▸ Directions for this task
Report each line in the records below that contains the word "blue", copying every such line in full.

== Recorded information

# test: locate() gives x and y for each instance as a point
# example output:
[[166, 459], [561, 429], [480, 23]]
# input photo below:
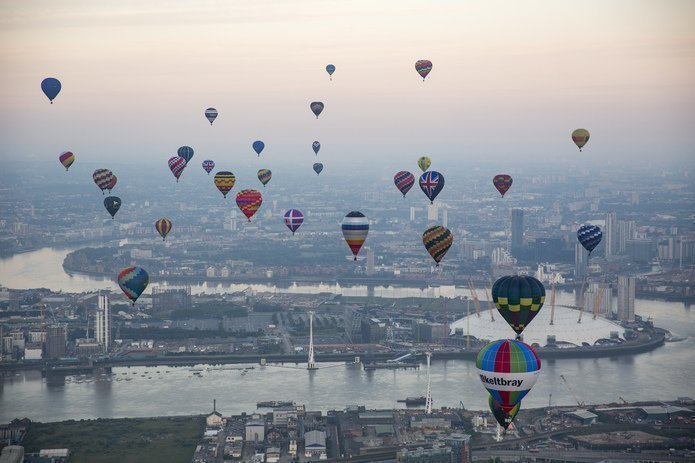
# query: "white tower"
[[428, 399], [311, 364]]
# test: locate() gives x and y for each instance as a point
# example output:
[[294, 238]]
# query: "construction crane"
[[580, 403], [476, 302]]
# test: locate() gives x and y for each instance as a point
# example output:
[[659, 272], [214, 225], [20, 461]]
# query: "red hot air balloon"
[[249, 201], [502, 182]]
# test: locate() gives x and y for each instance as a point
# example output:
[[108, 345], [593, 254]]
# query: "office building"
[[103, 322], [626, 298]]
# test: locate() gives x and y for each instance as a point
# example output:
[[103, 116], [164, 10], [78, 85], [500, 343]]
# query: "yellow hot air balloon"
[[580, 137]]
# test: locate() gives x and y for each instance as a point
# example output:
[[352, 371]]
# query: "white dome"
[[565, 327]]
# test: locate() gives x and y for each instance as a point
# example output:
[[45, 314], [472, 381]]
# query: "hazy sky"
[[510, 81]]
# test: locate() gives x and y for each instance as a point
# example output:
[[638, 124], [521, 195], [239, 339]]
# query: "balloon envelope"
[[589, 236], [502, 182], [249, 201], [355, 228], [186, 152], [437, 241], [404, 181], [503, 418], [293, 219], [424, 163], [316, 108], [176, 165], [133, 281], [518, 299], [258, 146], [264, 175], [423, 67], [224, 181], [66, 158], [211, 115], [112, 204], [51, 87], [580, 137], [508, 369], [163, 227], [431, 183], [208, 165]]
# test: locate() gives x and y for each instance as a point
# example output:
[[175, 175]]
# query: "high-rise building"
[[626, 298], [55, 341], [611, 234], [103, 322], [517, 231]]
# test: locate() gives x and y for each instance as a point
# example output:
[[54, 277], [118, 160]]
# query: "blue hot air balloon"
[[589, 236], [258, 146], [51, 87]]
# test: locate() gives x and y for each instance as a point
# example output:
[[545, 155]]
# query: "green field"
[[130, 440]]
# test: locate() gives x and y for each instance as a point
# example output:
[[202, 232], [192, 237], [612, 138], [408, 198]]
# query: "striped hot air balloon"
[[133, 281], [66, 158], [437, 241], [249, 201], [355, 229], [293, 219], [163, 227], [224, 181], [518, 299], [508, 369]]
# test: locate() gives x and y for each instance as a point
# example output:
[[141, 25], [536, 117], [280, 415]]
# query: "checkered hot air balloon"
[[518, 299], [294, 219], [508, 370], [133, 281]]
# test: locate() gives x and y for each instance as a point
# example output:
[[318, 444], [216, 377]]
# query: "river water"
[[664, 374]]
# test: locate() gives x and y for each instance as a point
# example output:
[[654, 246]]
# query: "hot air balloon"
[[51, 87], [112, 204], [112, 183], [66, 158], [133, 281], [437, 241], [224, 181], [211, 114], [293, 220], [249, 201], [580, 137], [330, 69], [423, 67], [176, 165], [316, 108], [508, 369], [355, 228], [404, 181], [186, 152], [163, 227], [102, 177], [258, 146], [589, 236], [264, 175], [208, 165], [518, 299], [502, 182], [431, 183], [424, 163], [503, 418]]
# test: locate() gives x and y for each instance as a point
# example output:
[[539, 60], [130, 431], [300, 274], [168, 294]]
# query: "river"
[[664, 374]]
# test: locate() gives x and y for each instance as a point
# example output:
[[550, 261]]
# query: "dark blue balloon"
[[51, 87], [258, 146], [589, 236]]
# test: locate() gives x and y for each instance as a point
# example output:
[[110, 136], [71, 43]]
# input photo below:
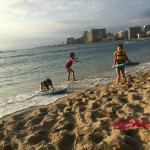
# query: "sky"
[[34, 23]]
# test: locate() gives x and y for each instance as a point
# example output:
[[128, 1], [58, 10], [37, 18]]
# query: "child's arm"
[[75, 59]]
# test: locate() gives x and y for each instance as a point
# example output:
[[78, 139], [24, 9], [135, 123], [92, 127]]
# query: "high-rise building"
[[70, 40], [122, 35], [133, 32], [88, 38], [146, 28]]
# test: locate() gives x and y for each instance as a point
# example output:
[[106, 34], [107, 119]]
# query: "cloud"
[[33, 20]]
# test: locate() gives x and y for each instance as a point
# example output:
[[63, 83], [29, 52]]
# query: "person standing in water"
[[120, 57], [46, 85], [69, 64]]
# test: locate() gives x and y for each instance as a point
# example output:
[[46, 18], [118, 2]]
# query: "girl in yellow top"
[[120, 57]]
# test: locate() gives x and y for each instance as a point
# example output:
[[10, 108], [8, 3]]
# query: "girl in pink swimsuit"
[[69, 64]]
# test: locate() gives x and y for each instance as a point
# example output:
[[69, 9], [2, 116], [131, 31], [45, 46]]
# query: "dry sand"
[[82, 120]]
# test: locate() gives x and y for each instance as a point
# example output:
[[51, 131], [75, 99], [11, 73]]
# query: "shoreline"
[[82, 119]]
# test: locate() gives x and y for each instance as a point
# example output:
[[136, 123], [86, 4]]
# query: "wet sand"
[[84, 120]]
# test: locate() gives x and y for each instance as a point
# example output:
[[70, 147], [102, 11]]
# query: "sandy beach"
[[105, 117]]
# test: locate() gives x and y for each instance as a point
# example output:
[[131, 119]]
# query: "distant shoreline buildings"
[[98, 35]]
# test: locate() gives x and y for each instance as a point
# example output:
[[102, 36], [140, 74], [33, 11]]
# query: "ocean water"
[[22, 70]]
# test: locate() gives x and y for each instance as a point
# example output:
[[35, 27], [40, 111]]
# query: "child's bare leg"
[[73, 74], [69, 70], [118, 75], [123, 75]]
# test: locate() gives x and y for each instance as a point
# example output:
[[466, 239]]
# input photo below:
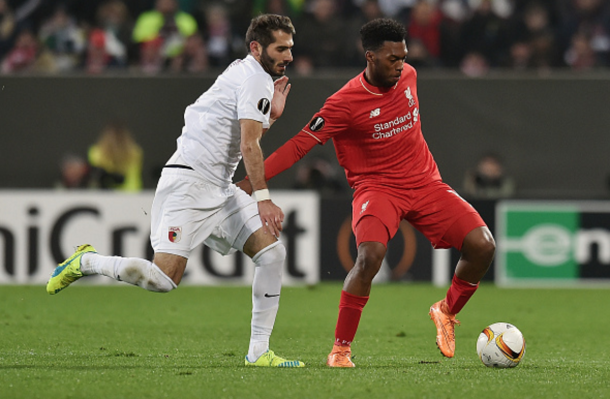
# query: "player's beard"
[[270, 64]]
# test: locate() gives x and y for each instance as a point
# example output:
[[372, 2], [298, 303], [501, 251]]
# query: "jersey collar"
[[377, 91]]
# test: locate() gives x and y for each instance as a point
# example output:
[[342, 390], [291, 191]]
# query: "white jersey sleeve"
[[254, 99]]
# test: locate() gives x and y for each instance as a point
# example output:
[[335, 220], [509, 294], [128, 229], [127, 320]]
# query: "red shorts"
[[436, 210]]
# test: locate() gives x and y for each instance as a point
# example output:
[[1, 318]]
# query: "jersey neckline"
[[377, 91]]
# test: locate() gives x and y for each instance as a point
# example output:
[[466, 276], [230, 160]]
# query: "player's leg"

====
== Recorded information

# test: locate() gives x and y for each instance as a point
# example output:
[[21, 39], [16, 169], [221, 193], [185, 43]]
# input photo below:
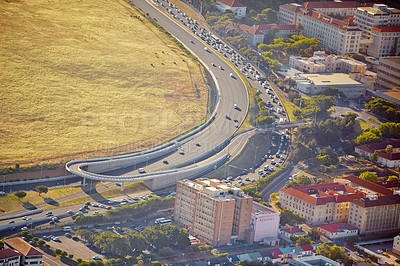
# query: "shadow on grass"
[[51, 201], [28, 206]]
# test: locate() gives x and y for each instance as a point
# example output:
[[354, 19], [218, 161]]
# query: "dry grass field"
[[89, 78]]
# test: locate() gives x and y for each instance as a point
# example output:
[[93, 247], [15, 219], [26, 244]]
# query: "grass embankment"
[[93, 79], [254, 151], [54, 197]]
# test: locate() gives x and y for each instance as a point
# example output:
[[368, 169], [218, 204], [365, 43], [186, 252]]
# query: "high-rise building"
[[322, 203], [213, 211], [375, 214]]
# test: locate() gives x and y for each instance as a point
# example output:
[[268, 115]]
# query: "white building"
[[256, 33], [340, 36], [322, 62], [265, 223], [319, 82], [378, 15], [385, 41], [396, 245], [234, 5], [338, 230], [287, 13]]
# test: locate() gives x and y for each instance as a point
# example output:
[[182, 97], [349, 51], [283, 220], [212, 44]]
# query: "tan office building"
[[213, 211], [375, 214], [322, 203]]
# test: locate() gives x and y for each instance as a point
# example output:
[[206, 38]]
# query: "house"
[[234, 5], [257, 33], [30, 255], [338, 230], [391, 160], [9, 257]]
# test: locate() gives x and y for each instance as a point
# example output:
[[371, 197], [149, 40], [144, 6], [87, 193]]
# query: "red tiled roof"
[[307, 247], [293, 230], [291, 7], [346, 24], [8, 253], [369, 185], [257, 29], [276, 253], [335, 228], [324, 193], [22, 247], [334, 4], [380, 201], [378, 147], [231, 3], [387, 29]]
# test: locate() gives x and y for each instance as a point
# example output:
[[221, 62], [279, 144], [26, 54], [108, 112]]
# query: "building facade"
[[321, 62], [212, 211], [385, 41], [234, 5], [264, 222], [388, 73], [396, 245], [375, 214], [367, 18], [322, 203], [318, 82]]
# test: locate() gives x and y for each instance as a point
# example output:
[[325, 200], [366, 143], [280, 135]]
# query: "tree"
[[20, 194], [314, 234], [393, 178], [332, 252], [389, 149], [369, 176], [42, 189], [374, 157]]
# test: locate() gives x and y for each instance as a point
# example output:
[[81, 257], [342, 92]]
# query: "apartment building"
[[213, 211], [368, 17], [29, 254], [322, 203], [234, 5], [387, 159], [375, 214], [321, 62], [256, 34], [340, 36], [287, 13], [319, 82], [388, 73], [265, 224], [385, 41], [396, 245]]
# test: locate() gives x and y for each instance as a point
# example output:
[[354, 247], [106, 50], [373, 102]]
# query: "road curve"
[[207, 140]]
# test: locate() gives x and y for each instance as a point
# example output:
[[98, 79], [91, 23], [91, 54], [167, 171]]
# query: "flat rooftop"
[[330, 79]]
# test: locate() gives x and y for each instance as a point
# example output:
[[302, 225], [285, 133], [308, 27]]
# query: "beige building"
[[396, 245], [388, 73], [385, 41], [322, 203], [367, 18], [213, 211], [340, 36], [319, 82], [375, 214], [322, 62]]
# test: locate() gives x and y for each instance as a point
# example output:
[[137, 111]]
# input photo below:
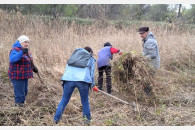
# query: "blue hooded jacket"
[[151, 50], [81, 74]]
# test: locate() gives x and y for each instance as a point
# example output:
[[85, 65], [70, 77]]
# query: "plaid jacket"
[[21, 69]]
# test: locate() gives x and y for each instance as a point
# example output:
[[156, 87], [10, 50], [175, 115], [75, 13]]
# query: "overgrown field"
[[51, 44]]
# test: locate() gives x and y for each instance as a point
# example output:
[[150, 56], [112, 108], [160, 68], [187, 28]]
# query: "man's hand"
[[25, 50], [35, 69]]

====

▸ Reply
# query: "blue hot air balloon"
# query: "dark blue balloon"
# query: "blue hooded jacket"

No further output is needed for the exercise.